[Pointing records]

○ ○ ○

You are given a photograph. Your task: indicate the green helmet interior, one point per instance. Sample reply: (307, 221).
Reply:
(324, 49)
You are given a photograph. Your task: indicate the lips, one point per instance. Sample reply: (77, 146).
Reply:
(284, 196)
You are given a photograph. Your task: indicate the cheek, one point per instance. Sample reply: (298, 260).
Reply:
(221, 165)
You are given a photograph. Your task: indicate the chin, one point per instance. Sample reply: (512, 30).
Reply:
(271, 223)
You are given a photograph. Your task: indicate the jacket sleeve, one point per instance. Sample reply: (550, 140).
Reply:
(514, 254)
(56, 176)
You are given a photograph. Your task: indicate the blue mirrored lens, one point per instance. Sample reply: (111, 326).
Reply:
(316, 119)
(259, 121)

○ ○ ○

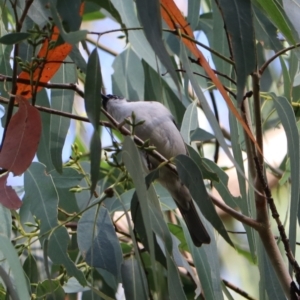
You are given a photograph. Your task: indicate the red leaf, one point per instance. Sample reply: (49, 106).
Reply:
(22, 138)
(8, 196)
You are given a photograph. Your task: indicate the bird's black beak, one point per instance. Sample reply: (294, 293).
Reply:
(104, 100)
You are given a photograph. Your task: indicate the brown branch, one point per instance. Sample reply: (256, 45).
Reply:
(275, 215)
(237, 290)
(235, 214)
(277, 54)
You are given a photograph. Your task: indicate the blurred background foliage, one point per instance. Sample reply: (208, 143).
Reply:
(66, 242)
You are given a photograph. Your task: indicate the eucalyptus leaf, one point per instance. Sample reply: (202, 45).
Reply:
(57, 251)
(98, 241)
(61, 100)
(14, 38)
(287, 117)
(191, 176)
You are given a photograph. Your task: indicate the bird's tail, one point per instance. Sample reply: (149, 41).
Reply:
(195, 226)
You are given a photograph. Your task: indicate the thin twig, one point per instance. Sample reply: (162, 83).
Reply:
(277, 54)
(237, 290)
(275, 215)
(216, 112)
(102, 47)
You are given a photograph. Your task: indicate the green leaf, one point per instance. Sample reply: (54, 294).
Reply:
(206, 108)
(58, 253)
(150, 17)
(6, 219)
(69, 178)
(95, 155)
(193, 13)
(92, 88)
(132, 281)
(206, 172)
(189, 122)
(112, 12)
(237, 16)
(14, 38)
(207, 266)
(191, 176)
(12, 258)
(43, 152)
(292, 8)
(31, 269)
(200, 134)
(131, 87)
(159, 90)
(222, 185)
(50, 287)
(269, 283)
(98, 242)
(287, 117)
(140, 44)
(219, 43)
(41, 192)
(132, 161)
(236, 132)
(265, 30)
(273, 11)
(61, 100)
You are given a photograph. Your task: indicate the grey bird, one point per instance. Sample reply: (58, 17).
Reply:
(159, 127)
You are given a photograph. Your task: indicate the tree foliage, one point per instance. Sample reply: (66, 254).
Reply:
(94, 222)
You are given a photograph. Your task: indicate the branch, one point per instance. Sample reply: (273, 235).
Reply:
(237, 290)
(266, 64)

○ ○ ○

> [Stated problem]
Please extract each line above that contains the word "leaf".

> [Response below]
You are given a photograph. Your task: indicate the red leaf, one point per instance. Sample reply: (49, 106).
You are given a photograph. Your task: indicate the eucalyptus leaf, one point per instance. Sample reply: (202, 45).
You are given a photograph. Your task: indicate the green leaf, one point per instance. Sample reply: (54, 294).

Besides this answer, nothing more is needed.